═══ Provided information ═══

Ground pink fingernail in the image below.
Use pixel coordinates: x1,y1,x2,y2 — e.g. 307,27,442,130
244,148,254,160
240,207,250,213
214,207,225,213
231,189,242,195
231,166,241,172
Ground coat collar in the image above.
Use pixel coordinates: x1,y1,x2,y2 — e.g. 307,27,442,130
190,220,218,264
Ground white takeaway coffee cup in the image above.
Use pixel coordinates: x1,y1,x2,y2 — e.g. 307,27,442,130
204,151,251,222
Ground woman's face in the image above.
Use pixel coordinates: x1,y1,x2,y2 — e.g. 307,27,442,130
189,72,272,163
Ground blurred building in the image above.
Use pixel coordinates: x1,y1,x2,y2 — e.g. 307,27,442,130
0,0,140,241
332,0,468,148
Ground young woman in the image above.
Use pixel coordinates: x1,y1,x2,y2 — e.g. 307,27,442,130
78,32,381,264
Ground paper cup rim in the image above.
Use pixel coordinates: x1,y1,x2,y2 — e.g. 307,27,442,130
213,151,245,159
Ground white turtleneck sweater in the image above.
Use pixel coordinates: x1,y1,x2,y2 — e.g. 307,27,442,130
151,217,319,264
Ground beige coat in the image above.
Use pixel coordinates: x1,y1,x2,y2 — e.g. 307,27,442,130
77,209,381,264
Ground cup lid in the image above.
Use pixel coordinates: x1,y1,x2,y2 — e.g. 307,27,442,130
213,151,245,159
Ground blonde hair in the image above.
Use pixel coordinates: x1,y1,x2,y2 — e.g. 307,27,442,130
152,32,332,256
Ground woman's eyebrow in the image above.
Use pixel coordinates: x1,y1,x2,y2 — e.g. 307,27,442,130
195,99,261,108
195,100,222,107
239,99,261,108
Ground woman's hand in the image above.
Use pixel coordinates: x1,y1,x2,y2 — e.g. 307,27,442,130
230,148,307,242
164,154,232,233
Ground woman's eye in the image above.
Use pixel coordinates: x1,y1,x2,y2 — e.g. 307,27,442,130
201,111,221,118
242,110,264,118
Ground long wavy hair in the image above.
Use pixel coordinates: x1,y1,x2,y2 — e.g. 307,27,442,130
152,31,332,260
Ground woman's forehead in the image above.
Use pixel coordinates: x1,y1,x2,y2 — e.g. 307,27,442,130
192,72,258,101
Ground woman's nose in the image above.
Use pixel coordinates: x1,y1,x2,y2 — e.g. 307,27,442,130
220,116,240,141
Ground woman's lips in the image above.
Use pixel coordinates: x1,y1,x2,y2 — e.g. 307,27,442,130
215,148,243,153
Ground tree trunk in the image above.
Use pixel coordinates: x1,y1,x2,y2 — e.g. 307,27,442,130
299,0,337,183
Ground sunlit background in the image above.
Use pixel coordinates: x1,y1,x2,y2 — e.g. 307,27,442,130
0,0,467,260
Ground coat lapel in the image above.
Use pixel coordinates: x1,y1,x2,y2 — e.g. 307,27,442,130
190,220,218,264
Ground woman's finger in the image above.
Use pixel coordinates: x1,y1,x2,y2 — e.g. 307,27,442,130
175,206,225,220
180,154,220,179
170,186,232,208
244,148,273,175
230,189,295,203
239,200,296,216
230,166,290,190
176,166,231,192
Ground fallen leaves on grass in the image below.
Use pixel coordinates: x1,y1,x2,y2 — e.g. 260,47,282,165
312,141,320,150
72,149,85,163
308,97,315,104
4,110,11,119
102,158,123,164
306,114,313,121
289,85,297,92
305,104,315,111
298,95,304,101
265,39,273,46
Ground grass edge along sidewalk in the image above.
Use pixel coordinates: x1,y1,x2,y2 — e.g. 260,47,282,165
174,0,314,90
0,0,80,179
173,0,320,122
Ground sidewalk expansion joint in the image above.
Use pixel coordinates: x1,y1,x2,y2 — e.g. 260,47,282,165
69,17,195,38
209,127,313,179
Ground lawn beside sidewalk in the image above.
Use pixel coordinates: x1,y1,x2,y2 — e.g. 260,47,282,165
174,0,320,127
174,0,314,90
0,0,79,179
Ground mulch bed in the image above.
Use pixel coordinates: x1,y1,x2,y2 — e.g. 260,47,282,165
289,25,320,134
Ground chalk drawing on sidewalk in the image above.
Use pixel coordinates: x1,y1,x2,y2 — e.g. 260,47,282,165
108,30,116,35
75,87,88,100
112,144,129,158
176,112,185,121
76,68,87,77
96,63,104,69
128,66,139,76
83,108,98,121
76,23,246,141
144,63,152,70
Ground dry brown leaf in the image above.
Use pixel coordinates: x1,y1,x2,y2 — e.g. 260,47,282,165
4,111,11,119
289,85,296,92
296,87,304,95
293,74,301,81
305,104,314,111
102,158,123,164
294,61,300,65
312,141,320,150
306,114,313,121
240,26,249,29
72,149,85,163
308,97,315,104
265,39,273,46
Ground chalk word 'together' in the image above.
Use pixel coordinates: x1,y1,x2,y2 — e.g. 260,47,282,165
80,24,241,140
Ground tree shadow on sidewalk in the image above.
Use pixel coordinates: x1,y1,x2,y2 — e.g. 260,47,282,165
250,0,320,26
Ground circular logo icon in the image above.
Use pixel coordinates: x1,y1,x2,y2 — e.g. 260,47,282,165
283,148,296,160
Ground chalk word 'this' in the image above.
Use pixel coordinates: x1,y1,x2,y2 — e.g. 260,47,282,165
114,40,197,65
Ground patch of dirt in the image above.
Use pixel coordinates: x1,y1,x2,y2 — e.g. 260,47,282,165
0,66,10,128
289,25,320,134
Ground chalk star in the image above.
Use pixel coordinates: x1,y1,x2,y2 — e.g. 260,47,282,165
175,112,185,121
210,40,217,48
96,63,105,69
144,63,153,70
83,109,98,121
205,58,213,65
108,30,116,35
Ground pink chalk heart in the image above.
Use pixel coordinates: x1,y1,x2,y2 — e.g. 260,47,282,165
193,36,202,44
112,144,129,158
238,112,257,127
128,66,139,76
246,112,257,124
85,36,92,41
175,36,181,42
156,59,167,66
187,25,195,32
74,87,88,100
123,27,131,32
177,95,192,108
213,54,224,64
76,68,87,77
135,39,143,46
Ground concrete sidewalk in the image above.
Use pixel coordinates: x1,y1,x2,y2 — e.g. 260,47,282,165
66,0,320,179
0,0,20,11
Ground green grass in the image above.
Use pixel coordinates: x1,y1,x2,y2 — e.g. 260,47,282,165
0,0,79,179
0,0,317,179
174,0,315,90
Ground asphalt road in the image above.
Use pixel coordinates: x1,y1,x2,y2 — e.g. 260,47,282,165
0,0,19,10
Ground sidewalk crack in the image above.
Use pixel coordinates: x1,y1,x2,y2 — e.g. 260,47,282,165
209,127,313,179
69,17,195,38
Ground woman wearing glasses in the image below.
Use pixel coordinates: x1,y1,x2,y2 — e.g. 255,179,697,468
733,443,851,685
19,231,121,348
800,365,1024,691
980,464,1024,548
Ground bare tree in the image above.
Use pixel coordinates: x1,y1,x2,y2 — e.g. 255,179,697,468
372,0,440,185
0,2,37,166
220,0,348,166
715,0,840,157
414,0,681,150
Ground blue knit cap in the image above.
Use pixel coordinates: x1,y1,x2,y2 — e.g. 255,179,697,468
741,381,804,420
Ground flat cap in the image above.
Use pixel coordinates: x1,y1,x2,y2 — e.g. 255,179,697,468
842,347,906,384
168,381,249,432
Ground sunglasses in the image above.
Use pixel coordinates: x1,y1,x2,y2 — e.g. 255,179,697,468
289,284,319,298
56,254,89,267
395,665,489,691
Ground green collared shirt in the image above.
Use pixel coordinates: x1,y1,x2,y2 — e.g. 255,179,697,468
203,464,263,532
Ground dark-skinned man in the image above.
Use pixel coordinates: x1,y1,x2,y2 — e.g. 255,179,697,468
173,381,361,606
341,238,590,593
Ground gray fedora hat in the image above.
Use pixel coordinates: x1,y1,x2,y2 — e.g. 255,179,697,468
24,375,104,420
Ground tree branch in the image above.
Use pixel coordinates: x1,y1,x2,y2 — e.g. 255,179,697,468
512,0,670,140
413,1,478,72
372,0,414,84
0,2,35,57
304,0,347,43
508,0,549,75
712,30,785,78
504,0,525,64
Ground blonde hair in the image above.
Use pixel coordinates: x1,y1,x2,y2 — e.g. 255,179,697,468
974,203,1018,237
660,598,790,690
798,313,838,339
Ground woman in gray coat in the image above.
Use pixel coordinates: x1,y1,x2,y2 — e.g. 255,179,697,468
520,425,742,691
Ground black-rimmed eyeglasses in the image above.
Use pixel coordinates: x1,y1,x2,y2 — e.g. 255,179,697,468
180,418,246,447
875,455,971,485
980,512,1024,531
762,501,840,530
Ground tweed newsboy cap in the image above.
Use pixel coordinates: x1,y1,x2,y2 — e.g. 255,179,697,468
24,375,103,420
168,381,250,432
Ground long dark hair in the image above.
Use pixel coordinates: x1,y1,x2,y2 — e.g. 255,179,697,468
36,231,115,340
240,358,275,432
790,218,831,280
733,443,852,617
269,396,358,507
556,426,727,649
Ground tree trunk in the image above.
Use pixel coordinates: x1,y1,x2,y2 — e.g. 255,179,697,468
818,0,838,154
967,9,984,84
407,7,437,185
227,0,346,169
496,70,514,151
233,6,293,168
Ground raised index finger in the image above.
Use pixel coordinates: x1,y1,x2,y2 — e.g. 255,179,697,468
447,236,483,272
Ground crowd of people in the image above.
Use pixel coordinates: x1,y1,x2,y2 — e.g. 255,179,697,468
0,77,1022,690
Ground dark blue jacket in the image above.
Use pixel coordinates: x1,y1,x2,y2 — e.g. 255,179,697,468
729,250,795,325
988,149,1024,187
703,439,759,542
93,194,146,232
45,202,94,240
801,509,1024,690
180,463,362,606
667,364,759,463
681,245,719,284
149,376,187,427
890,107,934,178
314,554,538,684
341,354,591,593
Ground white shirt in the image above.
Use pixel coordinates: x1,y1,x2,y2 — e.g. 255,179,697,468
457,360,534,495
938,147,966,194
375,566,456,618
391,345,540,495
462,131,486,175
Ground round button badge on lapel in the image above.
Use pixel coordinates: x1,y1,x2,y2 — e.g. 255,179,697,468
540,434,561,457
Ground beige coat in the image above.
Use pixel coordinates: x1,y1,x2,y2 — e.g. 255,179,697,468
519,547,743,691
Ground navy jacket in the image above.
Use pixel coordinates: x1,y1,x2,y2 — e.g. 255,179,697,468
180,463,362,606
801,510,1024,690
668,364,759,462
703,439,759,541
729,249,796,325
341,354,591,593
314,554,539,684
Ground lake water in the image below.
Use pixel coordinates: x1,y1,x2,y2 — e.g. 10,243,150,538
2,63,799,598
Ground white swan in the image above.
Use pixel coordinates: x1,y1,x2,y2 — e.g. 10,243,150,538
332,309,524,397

═══

#### What to do
Nothing should appear in the answer except the lines above from the line with "Ground chalk word 'this' in the image above." through the line with "Ground pink chalk heart in the image above.", both included, written out exactly.

#### Finished exercise
Ground chalk word 'this' in the image above.
Use pixel coordinates: x1,y1,x2,y2 — e.g. 260,47,282,165
114,40,197,65
Ground patch of dirt in the image above.
Use pixel coordinates: x1,y1,x2,y2 — e.g. 260,47,282,165
0,66,10,128
289,25,320,134
Ground chalk star in the image above.
Use pixel coordinates: x1,y1,x2,y2 — e.g. 260,47,282,165
175,112,185,121
210,40,217,48
96,63,105,69
144,63,153,70
83,109,98,121
205,58,213,65
108,30,116,35
Ground pink chalk heart in the image above.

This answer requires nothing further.